Avrupa şu anda daha çok euroya geçişle ilgileniyor. Bu geçiş sürecinin ne şekilde olacağı şu anda onlar için daha önemli. Bu geçiş tamamlandıktan sonra üye ülkelerin bir araya geleceğini ve ekonomideki beklentilerinin belirleneceğini düşünüyorum. Bu aşamadan sonra da faiz değişimleri konusunda daha net bir tavır görebiliriz. Ancak, şu aşamada Avrupa’nın ne yönde karar vereceğini söylemek zor.
Yani dış piyasalarda dolar lehine gelişmeler mi izlenecek? Bu iç piyasayı nasıl etkiler?
Dış piyasalara baktığımızda genel olarak, önümüzdeki dönemde doların euroya karşı daha iyi performans göstereceğini düşünüyorum. Bu beklentide faiz indirimlerinden ve dolayısıyla ekonomideki canlanmadan kaynaklanıyor. ABD ekonomisinin toparlanması, tüm dünyayı olduğu gibi, bizim piyasayı da olumlu etkileyecektir.
Euroya dönüşüm 31 Aralık 2001 itibariyle tamamlanmış olacak. Bu değişim Türkiye’deki döviz piyasalarını nasıl etkileyecek?
Türkiye’deki döviz portföyleri genel olarak dolar ağırlıklıdır. Avrupa paraları ise, ağırlıklı olarak işçi dövizlerinden kaynaklanıyor. Bu nedenle Avrupa paralarının euroya dönüşümünde sorun olacağını düşünmüyorum. Çünkü, euro, artık o kesimin kendi ülkesinin para birimi haline gelecek ve bundan sonraki işlemlerini de hep bu para birimi üzerinden yapacaklar.
Ancak, iç piyasada genel olarak mark tutan ve çok fazla Avrupa bağlantısı olmayan kişi veya şirketler var. Bunlar bu dönüşüm sürecinde euro almak yerine, ellerindeki Avrupa paralarını dolara yönlendirebilirler. Ancak, bunun da çok büyük ölçekli hareketler olmayacağını düşünüyorum.

**Verilen görev 1**
Euroya geçişle ilgili metinde "Dış piyasalara baktığımızda" sözcükleriyle başlayıp "da olumlu etkileyecektir." sözcükleri de dahil olmak üzere oraya kadar uzanan bölümü harfi harfine yeniden yazın.

**Bu görevin verileri**
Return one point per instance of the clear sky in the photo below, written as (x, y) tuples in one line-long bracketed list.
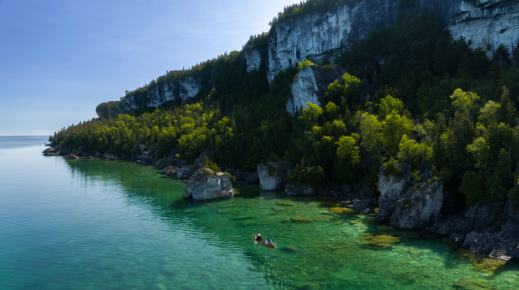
[(59, 59)]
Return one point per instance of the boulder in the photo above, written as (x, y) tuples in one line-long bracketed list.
[(458, 239), (419, 208), (272, 176), (362, 205), (507, 244), (252, 178), (170, 171), (201, 158), (484, 242), (391, 188), (310, 85), (206, 184), (300, 190), (379, 241), (239, 175), (471, 284), (185, 172)]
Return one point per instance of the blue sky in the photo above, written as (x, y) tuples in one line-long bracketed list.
[(59, 58)]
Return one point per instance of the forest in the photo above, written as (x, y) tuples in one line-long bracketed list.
[(438, 104)]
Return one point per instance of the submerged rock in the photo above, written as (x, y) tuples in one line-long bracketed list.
[(185, 172), (272, 176), (170, 171), (379, 241), (301, 220), (329, 204), (300, 190), (489, 265), (341, 210), (471, 284), (285, 203), (205, 184)]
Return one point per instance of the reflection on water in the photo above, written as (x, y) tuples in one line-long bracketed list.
[(91, 224)]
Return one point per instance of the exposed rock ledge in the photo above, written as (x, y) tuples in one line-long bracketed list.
[(311, 85), (272, 176), (205, 184), (409, 203)]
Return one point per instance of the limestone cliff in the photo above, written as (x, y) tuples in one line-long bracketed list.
[(310, 86), (483, 23), (161, 94)]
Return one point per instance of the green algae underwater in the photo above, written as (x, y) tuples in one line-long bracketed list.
[(92, 224)]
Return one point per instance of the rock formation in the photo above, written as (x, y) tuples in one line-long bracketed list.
[(185, 172), (170, 171), (161, 94), (272, 176), (300, 190), (205, 184), (409, 203), (483, 23), (311, 85), (391, 188), (253, 59)]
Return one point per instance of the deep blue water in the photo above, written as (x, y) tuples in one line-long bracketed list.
[(93, 224)]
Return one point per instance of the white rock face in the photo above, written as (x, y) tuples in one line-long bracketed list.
[(304, 90), (488, 23), (161, 94), (205, 185), (313, 37), (189, 88), (276, 180), (318, 35), (253, 59), (419, 208), (310, 86)]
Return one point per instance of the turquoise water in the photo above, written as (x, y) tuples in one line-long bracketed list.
[(92, 224)]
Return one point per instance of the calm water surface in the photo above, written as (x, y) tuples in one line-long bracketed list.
[(92, 224)]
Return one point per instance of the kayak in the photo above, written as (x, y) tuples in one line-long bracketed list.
[(264, 242)]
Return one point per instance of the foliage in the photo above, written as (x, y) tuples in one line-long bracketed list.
[(472, 188), (436, 103), (211, 165), (391, 167), (307, 176)]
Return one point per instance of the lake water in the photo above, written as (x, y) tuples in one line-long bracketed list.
[(92, 224)]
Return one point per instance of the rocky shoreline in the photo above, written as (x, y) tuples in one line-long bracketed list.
[(405, 202)]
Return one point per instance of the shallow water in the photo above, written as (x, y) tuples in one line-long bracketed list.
[(92, 224)]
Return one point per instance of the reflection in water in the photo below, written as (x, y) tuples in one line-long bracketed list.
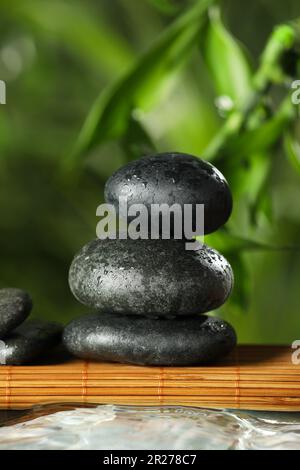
[(174, 428)]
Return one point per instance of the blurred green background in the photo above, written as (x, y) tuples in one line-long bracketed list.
[(163, 75)]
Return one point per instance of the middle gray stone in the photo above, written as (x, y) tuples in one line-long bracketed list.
[(157, 278)]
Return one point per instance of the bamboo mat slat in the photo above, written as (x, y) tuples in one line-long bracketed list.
[(251, 377)]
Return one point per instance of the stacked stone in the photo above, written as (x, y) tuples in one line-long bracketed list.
[(149, 295), (22, 341)]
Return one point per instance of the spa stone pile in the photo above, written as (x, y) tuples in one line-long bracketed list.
[(22, 341), (147, 294)]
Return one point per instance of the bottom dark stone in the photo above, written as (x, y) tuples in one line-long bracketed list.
[(144, 341), (28, 341)]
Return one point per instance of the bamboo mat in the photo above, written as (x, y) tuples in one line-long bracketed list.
[(252, 377)]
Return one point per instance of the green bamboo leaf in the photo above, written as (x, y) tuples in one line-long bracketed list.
[(241, 289), (261, 139), (226, 60), (91, 36), (108, 118), (136, 141), (292, 149), (168, 7)]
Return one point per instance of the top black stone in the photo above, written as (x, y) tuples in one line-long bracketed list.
[(169, 178)]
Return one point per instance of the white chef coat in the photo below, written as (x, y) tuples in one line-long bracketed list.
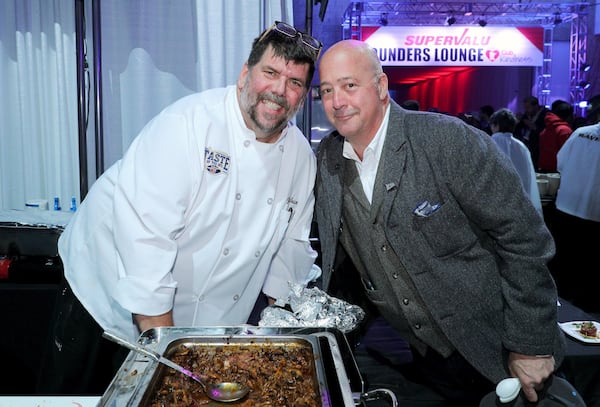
[(197, 217), (521, 158), (578, 162)]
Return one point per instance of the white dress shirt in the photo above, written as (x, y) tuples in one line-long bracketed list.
[(578, 162), (521, 158), (367, 167)]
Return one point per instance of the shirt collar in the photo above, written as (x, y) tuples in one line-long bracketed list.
[(375, 146)]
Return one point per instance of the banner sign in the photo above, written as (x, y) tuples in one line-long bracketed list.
[(456, 45)]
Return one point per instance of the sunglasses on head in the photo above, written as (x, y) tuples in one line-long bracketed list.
[(290, 31)]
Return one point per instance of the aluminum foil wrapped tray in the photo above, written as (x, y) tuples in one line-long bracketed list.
[(312, 307), (335, 380)]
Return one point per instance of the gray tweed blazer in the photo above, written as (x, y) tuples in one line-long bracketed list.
[(466, 232)]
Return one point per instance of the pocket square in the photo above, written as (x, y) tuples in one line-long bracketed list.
[(425, 209)]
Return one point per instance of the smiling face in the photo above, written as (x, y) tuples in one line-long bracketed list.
[(270, 93), (354, 91)]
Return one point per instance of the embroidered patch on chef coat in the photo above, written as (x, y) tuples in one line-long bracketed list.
[(216, 162)]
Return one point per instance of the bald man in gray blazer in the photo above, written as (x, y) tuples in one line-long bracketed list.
[(447, 244)]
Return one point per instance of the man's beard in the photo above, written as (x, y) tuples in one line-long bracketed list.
[(250, 107)]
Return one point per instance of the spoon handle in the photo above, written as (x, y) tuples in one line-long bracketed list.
[(154, 355), (132, 346)]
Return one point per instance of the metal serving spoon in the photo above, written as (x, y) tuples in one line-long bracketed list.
[(223, 392)]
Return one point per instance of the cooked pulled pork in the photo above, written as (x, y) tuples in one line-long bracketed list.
[(588, 329), (278, 375)]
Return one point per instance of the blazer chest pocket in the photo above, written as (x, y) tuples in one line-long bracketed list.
[(446, 230)]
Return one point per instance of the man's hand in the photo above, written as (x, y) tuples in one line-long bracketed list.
[(145, 322), (532, 372)]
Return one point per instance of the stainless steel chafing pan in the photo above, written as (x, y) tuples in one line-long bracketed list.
[(337, 377)]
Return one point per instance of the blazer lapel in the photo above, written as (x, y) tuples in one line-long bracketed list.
[(393, 157)]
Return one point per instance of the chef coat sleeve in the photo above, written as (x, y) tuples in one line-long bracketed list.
[(151, 194), (294, 260)]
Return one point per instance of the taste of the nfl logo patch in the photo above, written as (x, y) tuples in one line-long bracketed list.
[(216, 162)]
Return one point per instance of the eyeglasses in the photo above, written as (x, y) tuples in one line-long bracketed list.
[(289, 31)]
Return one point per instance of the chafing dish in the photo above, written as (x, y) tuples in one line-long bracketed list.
[(339, 381)]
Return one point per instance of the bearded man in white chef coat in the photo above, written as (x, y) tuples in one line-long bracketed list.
[(210, 206)]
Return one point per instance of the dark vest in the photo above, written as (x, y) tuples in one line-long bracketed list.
[(387, 284)]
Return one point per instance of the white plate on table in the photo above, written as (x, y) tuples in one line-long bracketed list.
[(571, 328)]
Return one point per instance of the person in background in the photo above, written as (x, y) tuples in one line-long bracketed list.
[(557, 131), (411, 105), (576, 226), (450, 252), (485, 112), (502, 123), (531, 125), (211, 205)]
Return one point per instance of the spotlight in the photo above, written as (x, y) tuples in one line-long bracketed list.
[(584, 85), (557, 18), (468, 9), (383, 19)]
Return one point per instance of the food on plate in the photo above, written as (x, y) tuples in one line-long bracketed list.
[(588, 329), (278, 374)]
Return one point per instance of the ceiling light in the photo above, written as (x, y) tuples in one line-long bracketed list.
[(557, 18), (584, 85), (383, 19), (468, 9)]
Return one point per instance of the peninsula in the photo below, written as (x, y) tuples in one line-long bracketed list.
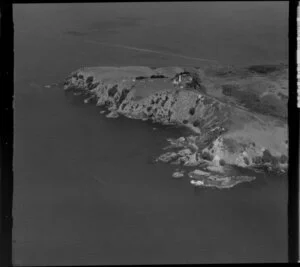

**Verilen görev 2**
Kayıtlarda "Return one point per instance of the reflection in" ifadesini içeren satırdan "[(252, 377)]" ifadesini içeren satıra kadar, bu satır da dahil, tüm satırları istek satırlarıyla birlikte yeniden yazın ve yanıtlardaki her koordinat değerini 13 artırarak kaydırın. Yalnızca bu satırları verin, resimleri yanıta koymayın.

**Eksiksiz yanıt 1**
Dış piyasalara baktığımızda genel olarak, önümüzdeki dönemde doların euroya karşı daha iyi performans göstereceğini düşünüyorum. Bu beklentide faiz indirimlerinden ve dolayısıyla ekonomideki canlanmadan kaynaklanıyor. ABD ekonomisinin toparlanması, tüm dünyayı olduğu gibi, bizim piyasayı da olumlu etkileyecektir.

**Eksiksiz yanıt 2**
Return one point per instance of the reflection in water in the photo below, written as (x, y) tuples in one line-long bracketed list.
[(187, 441)]
Return one point per instance of the blurred green background in the photo above, written as (x, y) tuples in one line-long bracketed list.
[(176, 88)]
Return one point per instance of the middle gray stone in the photo above, written as (x, y) tuples in one line-long bracketed list.
[(170, 291)]
Return one point per instance of the bamboo mat slat in the photo above, written as (x, y) tuples in one line-long bracketed list.
[(264, 390)]
Return one point per instance of the stacked stone in the photo above, written as (x, y) tuples in one line-long bracketed list.
[(162, 308), (35, 354)]
Return one point per instance of the spa stone pile in the photo above, written as (x, y) tuples in one line-long bracketed list.
[(35, 354), (160, 307)]
Return one point per instance of the bottom dark stone in the photo above, written as (x, y) tuples in one line-long bracketed list.
[(157, 354), (41, 354)]
Return one point per instance of the bamboo mat in the photo above, written as (x, y) tuples in one line-long bracketed list.
[(265, 390)]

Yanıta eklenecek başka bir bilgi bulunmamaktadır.